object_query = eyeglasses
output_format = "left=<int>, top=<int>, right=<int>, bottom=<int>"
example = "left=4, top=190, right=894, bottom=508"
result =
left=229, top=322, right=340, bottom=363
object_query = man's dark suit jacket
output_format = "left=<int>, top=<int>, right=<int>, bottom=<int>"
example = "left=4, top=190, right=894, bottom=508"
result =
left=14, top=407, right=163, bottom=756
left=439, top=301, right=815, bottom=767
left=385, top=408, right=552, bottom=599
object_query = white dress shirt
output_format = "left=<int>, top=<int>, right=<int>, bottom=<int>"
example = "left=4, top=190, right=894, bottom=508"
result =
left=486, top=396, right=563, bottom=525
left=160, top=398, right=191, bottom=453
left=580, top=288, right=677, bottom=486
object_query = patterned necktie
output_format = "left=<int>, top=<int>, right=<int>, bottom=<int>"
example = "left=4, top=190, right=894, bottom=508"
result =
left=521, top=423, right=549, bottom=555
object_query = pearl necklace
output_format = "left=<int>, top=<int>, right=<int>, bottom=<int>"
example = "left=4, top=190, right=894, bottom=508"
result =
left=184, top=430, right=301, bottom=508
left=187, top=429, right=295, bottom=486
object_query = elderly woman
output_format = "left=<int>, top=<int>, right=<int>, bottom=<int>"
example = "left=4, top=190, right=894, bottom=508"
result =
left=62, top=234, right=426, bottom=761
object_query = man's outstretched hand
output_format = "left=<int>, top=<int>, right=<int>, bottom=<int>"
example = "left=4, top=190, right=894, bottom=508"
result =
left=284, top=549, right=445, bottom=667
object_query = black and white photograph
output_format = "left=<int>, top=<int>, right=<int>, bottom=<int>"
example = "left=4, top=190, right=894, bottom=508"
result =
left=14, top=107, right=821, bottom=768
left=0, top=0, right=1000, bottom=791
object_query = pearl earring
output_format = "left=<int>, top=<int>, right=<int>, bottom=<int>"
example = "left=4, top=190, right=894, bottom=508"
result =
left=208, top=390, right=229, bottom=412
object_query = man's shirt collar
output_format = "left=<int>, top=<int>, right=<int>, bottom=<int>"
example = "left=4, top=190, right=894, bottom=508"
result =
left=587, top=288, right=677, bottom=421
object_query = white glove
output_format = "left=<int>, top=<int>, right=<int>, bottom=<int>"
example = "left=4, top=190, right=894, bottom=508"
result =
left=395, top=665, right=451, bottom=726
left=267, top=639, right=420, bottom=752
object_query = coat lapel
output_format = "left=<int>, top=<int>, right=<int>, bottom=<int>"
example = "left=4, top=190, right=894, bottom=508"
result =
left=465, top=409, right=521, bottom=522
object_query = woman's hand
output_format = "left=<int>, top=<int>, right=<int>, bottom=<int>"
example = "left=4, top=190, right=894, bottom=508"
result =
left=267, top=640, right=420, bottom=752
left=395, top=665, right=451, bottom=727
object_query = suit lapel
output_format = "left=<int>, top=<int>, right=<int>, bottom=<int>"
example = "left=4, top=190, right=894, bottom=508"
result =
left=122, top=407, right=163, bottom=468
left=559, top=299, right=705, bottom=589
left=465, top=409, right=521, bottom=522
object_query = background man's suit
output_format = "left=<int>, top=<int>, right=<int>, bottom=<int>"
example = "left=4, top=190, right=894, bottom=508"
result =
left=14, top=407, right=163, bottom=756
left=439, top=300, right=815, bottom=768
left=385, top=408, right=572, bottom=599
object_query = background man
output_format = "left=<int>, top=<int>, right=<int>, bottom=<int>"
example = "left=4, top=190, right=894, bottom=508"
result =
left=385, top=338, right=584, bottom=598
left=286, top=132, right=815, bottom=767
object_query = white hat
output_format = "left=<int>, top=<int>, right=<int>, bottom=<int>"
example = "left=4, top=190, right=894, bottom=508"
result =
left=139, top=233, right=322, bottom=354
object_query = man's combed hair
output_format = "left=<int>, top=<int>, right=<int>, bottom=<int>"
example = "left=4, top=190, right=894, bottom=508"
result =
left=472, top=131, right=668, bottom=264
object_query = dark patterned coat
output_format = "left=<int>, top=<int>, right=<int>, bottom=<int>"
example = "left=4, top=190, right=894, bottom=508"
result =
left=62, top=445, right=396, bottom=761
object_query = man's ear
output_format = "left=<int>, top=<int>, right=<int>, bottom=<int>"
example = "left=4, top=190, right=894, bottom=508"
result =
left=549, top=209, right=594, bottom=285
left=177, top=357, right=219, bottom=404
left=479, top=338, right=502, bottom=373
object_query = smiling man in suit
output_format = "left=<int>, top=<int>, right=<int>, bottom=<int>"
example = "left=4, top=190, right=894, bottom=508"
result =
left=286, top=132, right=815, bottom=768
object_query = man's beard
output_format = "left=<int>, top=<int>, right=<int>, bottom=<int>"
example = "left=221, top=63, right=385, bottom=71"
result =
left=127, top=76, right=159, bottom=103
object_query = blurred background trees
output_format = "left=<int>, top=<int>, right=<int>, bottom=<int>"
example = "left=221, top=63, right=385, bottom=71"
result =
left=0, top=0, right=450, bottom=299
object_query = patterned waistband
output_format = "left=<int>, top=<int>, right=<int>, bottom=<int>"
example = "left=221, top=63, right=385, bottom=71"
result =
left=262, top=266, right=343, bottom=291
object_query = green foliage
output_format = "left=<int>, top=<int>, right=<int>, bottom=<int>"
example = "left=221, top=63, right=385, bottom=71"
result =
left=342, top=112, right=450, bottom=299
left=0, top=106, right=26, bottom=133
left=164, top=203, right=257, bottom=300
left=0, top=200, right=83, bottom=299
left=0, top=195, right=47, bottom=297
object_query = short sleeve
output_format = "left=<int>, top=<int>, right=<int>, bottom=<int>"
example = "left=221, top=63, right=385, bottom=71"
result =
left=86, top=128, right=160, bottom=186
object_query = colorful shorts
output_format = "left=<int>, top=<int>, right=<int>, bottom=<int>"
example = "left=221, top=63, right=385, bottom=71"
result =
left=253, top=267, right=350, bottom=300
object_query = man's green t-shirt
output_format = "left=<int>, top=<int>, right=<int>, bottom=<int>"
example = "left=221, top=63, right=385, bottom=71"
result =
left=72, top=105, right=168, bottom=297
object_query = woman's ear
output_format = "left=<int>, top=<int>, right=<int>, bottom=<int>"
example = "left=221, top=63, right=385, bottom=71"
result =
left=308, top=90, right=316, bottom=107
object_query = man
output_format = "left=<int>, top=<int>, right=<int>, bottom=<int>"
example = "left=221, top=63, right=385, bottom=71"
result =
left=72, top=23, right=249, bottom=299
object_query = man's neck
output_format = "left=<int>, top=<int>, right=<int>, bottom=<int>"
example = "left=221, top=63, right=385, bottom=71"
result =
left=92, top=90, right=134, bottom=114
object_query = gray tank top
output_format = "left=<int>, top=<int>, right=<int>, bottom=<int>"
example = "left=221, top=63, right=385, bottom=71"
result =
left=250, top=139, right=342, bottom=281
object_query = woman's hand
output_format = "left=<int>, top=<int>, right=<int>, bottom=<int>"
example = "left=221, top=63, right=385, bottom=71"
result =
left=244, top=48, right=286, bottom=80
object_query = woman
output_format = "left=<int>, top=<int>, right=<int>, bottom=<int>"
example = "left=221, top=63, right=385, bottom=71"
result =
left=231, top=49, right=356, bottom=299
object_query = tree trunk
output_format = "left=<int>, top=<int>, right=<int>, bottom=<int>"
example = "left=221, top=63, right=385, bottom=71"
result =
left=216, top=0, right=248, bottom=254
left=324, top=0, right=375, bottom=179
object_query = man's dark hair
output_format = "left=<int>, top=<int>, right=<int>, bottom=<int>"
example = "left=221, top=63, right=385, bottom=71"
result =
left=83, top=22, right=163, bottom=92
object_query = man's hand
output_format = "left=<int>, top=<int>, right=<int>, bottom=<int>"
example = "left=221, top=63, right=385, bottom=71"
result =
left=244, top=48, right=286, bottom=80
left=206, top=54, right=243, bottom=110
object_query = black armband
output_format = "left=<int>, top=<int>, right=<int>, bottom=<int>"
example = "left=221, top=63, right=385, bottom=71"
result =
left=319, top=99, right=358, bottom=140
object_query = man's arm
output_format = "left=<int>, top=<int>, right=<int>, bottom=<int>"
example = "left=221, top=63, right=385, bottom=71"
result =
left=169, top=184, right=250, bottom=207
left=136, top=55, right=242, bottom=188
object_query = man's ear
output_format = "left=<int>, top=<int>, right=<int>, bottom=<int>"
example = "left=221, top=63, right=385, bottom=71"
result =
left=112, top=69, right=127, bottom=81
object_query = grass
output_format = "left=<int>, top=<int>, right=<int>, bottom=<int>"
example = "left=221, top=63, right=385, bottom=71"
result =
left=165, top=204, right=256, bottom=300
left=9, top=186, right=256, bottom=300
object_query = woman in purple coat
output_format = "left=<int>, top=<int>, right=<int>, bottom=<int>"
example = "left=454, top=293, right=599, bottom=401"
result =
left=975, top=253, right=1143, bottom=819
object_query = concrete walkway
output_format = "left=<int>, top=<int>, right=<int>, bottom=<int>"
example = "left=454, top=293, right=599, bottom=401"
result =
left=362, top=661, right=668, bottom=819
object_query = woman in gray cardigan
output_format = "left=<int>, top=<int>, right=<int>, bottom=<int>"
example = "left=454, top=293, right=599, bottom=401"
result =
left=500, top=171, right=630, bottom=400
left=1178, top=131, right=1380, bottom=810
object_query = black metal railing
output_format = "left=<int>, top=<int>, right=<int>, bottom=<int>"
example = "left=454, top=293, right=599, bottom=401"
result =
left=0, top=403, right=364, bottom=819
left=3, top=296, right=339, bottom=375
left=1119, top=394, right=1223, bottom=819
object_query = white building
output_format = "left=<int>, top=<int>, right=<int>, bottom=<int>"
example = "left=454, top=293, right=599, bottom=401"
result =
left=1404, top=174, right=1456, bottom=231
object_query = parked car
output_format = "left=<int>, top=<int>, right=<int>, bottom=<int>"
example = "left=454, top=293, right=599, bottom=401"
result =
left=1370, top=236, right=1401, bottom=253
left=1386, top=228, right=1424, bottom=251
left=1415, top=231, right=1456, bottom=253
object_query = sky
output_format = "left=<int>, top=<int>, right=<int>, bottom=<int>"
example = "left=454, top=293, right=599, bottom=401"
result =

What is needed => Quote, word for word, the lines of the entries starting at the line that contains "object_query = man's green t-shirt" and ending with the line that contains "left=83, top=22, right=163, bottom=92".

Answer below =>
object_query = man's green t-shirt
output_format = "left=<int>, top=<int>, right=<int>, bottom=<int>"
example = "left=221, top=63, right=385, bottom=71"
result =
left=72, top=105, right=168, bottom=297
object_query = woman's ear
output_format = "left=<int>, top=<int>, right=<int>, bottom=<int>"
example = "left=221, top=63, right=385, bottom=71"
result =
left=308, top=90, right=316, bottom=107
object_query = man
output_format = "left=<int>, top=<int>, right=<int>, bottom=<int>"
example = "left=221, top=63, right=385, bottom=71"
result =
left=72, top=23, right=249, bottom=299
object_query = man's neck
output_format = "left=<int>, top=<int>, right=<int>, bottom=<int>"
example = "left=221, top=63, right=385, bottom=71"
result =
left=92, top=90, right=134, bottom=114
object_query = gray tank top
output_format = "left=<int>, top=<int>, right=<int>, bottom=<int>"
example = "left=221, top=63, right=385, bottom=71"
result =
left=250, top=139, right=342, bottom=281
object_query = woman's hand
output_format = "left=<int>, top=<int>, right=<int>, bottom=<int>"
example = "left=221, top=63, right=385, bottom=71"
result =
left=244, top=48, right=286, bottom=80
object_query = woman
output_format = "left=<int>, top=<int>, right=<int>, bottom=<int>"
example = "left=221, top=63, right=385, bottom=71"
result =
left=231, top=49, right=356, bottom=299
object_query = tree trunk
output_format = "left=<int>, top=<int>, right=<int>, bottom=<int>"
example = "left=221, top=63, right=385, bottom=71"
result =
left=216, top=0, right=248, bottom=254
left=324, top=0, right=375, bottom=179
object_query = man's dark hair
output_format = "left=<int>, top=<int>, right=<int>, bottom=<int>"
example = "left=221, top=63, right=385, bottom=71"
result =
left=83, top=22, right=163, bottom=92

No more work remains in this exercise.